**PASSAGE FOR REVIEW**
Segment Open

I know you want to be successful and do an impeccable job during your clinicals and throughout your nursing education. It's so important to you what your instructors think of you. I've been there, I know. It's an absolute shame and quite disturbing that this happens to nursing students.

Hang in there. If there's another instructor you have a good rapport with, ask to speak with her/him about it. Don't let your mind become clouded worrying about what she might do next. And meds are definitely not the answer.

What a terrible situation to be in! People who act like your instructor usually have insecurities that they cover up by belittling others. Unfortunately, she's in a position of power and this makes it worse than working with peers who may act the same way. Peers don't usually give you grades or promotions. At any rate, this instructor should not be teaching. She is sabotaging a program that should be producing as many CONFIDENT and competent nurses as possible to enter a profession that is in desperate need! I could not allow something like this to continue. Now I know some here feel it's better not to confront this situation because it may end up with no change. However, I disagree. I would not assume that your school will be the same way. Are there other students who would be willing to take a stand with you? Some people are more willing to listen when more than one person is having the same problem. I would definitely document every negative encounter with her. If you're uncomfortable pursuing this while in class for fear of it affecting your grade, you might even consider doing it after your grade is posted. By trying to fix this problem you'll not only be an advocate for yourself but will be one for future nursing students as well. How can anyone be an advocate for their patients, if they're not willing to be an advocate for themselves? :icon_wink

Here I am on vacation, but already dreading starting school again b/c of clinicals.

I'm sorry. You've met the bully you're not even out of school yet.

The problem is not you, it's her. This is the type of person that likes to devalue students in the guise of "instructing" them so she can up her own ego. She's not trying to instruct you in other words, she is trying to demean and probably doesn't even care that there is a difference. I'm sure it has been brought to her attention before. But because she has power, she won't change unless you go above her and that is very tricky business. Trust me, the director of your nursing program already knows about her because she has pulled this before. The director is probably just tolerating her for some reason, too.

At any rate, the best you can do is to prepare as much as you can. Don't even bother trying small talk with her because she'll use it as an opportunity to figure out something you may not know yet and slam you with it. Skirt a wide path and watch what she picks on the others for and learn indirectly from that. Just stay pleasant. Be present but don't draw attention to yourself. If you see her ramping up on someone, and you will, stay busy with your own corner of the world. People like this love an audience. Don't even be part of that.

You don't have to like her or hate her. You just have to interact with her. She's a thing. An annoyance. An irritation you just have to recognize that is there until you become a nurse. And when you are thru with school, you will recognize this personality a mile away when you start your professional life.

Also, don't let on she is scaring you. Puke later if you have to but put up a force field between you and her. Being scare just gives her more energy. If she doesn't get the reaction she is looking for, she'll move on to a weaker student.

Last but not least, cover your ***!!! Your instructor is probably an expert at covering hers. Once I watched my instructor try to wiggle out of something. These were her techniques: she covered her ***, cast blame and innuendo on pretty much everyone else that was in the area, and last but not least, even inferred that it was partly the patient's fault. These are the three rules of survival for these types. You will see it over and over again in the future. Just be aware of it.

Good luck. You've got a brain in your head of you wouldn't have gotten this far. You'll get through it and you'll already be politcally savvy by the time you get out.

Segment Closed

**HOW TO COMPLETE THIS TASK**
In the advice about the nursing instructor, what does one writer say should be documented?

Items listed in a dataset
Segment Open

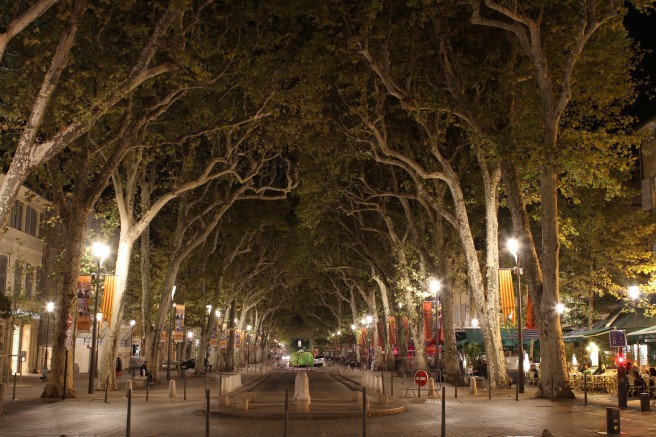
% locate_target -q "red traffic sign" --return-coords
[415,370,428,387]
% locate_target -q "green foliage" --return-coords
[289,351,314,367]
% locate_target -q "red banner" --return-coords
[376,322,385,349]
[387,316,396,344]
[422,302,433,342]
[76,275,92,332]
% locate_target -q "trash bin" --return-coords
[640,393,649,411]
[606,407,620,434]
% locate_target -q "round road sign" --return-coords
[415,370,428,387]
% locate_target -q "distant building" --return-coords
[0,174,53,379]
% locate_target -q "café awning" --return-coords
[626,326,656,343]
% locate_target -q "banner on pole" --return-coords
[172,304,184,343]
[388,316,396,344]
[100,275,116,326]
[422,302,433,342]
[76,275,92,332]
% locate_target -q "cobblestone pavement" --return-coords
[0,369,656,437]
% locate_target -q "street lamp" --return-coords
[88,242,109,394]
[428,278,442,369]
[246,325,253,365]
[166,285,175,381]
[130,320,137,378]
[187,331,194,360]
[43,302,55,382]
[629,285,640,368]
[506,238,524,400]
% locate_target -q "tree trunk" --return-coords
[41,209,87,399]
[140,179,152,358]
[225,299,237,372]
[96,233,135,390]
[534,160,574,399]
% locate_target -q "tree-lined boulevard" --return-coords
[0,0,656,435]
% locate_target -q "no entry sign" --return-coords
[415,370,428,387]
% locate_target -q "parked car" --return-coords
[180,358,196,369]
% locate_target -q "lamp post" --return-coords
[187,331,194,361]
[43,302,55,382]
[507,238,524,400]
[428,278,442,369]
[130,320,137,377]
[166,285,175,381]
[629,285,640,368]
[88,242,109,394]
[246,325,253,364]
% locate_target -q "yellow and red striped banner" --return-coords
[499,269,516,323]
[100,275,116,326]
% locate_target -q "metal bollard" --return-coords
[441,386,446,437]
[617,379,627,410]
[606,407,620,434]
[205,388,210,437]
[362,387,367,437]
[487,369,492,399]
[125,388,132,437]
[283,389,289,437]
[62,348,68,401]
[640,393,649,411]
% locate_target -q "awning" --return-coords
[463,328,537,347]
[563,327,613,343]
[626,326,656,343]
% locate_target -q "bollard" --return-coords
[362,387,367,437]
[640,393,649,411]
[441,386,446,437]
[583,373,588,407]
[487,369,492,399]
[169,379,178,399]
[62,348,68,401]
[125,388,132,437]
[283,389,289,437]
[606,407,620,435]
[617,379,627,410]
[205,388,210,437]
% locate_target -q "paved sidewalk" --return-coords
[0,369,656,437]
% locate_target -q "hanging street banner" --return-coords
[172,304,184,343]
[76,275,92,332]
[387,316,396,345]
[210,326,217,346]
[100,275,116,326]
[422,302,433,343]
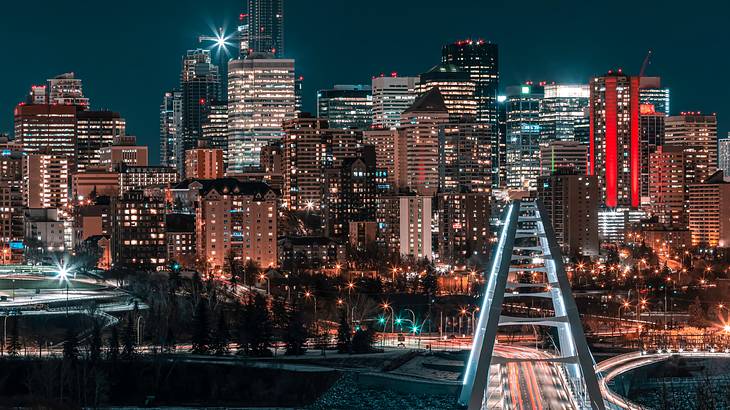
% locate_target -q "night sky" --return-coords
[0,0,730,162]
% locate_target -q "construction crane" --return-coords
[639,50,651,77]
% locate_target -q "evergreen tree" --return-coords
[106,326,119,361]
[283,304,309,356]
[210,309,230,356]
[63,325,79,363]
[337,311,352,353]
[121,312,136,360]
[192,298,210,354]
[8,317,21,357]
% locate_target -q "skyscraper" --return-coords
[540,84,590,143]
[76,111,126,172]
[372,73,418,128]
[160,91,182,167]
[507,82,543,190]
[317,84,373,129]
[441,39,499,124]
[248,0,284,57]
[228,53,295,173]
[416,63,477,119]
[175,49,220,172]
[588,70,641,208]
[664,112,717,179]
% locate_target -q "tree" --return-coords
[8,318,21,357]
[210,309,230,356]
[337,311,352,353]
[63,325,79,363]
[122,312,136,360]
[352,329,375,353]
[283,304,309,356]
[106,326,119,361]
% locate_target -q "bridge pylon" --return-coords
[459,200,605,410]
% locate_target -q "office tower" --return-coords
[540,84,590,143]
[185,148,224,179]
[118,164,179,194]
[0,146,25,265]
[111,190,167,271]
[540,141,588,175]
[99,135,149,172]
[437,191,491,265]
[639,77,671,116]
[377,193,433,259]
[23,154,69,208]
[362,128,400,186]
[717,139,730,175]
[395,88,450,195]
[438,122,496,192]
[322,152,377,238]
[228,53,295,173]
[202,101,228,163]
[506,82,543,190]
[183,178,277,273]
[15,103,77,172]
[441,40,499,124]
[248,0,284,58]
[371,73,418,129]
[588,70,641,208]
[537,168,600,257]
[639,104,666,205]
[47,73,89,110]
[160,91,182,167]
[317,85,373,129]
[664,112,717,178]
[175,49,221,172]
[76,111,126,172]
[687,171,730,248]
[416,63,477,119]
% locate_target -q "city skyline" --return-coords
[0,0,730,162]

Segment Closed

**EXERCISE OUTPUT**
Every negative encounter with the instructor.